* Assigned task
An exact copy of all entries is the expected answer.
━━━━━ Excerpted data ━━━━━
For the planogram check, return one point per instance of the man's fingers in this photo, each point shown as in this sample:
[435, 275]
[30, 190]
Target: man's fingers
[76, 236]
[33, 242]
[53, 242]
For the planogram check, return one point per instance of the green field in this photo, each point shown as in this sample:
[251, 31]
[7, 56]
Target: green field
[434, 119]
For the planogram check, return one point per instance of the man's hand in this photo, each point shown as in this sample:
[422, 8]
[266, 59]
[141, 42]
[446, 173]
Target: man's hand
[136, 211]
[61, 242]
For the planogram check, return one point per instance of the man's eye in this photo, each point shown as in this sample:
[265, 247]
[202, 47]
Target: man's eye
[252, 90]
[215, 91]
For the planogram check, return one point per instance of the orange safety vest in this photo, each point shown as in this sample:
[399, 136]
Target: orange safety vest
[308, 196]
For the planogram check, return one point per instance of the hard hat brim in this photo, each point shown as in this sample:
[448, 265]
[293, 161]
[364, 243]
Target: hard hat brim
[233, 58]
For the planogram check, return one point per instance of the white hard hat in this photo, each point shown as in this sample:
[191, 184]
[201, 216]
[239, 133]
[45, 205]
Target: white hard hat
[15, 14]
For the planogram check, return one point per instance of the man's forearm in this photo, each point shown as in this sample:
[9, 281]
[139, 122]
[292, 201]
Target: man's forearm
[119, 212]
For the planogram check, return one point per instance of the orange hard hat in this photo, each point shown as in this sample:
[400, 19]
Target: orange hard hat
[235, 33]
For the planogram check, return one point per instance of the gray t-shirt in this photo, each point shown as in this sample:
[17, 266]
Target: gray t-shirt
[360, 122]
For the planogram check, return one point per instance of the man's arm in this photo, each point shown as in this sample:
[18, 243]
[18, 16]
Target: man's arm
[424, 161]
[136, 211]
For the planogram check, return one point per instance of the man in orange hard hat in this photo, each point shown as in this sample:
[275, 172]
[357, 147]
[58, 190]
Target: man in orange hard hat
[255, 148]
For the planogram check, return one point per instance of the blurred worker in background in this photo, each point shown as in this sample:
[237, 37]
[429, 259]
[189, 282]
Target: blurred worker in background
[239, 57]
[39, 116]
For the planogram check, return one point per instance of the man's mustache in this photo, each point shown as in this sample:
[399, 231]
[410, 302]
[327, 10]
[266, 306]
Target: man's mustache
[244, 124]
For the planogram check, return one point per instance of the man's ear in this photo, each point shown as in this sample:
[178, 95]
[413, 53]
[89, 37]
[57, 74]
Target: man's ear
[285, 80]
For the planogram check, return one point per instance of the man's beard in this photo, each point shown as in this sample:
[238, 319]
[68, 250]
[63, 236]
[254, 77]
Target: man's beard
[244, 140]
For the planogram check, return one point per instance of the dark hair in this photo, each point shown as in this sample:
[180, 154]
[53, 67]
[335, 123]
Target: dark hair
━━━━━
* Problem solution
For the planogram check, return one point per instance of the man's fingers in this photo, each point shown as in this sample:
[435, 275]
[30, 190]
Target: man's fingers
[76, 236]
[33, 242]
[53, 242]
For the planogram check, return one point per instance of the green field in this photo, each point shown as in this sample:
[251, 31]
[7, 56]
Target: green field
[434, 119]
For the planogram check, return one point per instance of the man's hand in this photo, each point shown as in this sample:
[422, 8]
[266, 59]
[141, 42]
[446, 173]
Target: man's hand
[136, 211]
[61, 242]
For the planogram check, return one point per instance of the man's eye in this photo, each point shown as in this sample:
[265, 247]
[202, 47]
Target: man's eye
[252, 90]
[215, 91]
For the planogram check, return one point per instance of the orange safety vest in this photo, each point shown as in this sample:
[399, 136]
Target: orange safety vest
[308, 196]
For the planogram check, return one point per instance of the hard hat brim in this photo, each point shown as in this sample:
[448, 265]
[293, 161]
[364, 243]
Target: hard hat brim
[233, 58]
For the planogram check, return one point per instance of the white hard hat in this photo, each point shown as in this sample:
[191, 184]
[201, 216]
[239, 133]
[45, 205]
Target: white hard hat
[15, 14]
For the planogram check, return one point per instance of the man's forearm in this photo, each point shown as in this sample:
[9, 281]
[139, 122]
[292, 201]
Target: man's forearm
[119, 212]
For the planogram check, return one point per instance of the orange hard hat in this photo, each point shown as in this sample:
[400, 19]
Target: orange hard hat
[235, 33]
For the planogram check, return one point per instance of the gray t-shirt in this photo, each point shown as in this sample:
[17, 266]
Target: gray t-shirt
[360, 122]
For the planogram check, return one point per instance of the man's arm in this photo, each point shown as in this sample:
[18, 243]
[18, 16]
Target: man's arm
[424, 161]
[136, 211]
For the planogram check, return one point per instance of the man in orange hard hat in this photo, each point shown as in this sample:
[275, 172]
[357, 147]
[58, 190]
Target: man in orange hard hat
[255, 148]
For the planogram check, return one point per instance of the blurred worker in background in this photo, each point shown as in this sample:
[237, 37]
[429, 259]
[189, 282]
Target: blurred worker in background
[239, 57]
[39, 116]
For the planogram check, return one point per instance of the man's mustache in this photo, each point shown as in this sample:
[399, 231]
[410, 302]
[327, 10]
[266, 306]
Target: man's mustache
[244, 124]
For the planogram check, return one point per instance of the man's ear in this photo, each point shown as in this sample:
[178, 95]
[413, 53]
[89, 37]
[57, 74]
Target: man's ear
[285, 80]
For the planogram check, return one point per instance of the man's beard in this photo, each point shown as in this sample:
[238, 319]
[68, 250]
[63, 236]
[254, 77]
Target: man's beard
[244, 140]
For the planogram check, return one point per instance of the dark hair in this photo, each point shown as in this sample:
[180, 154]
[53, 67]
[335, 123]
Target: dark hair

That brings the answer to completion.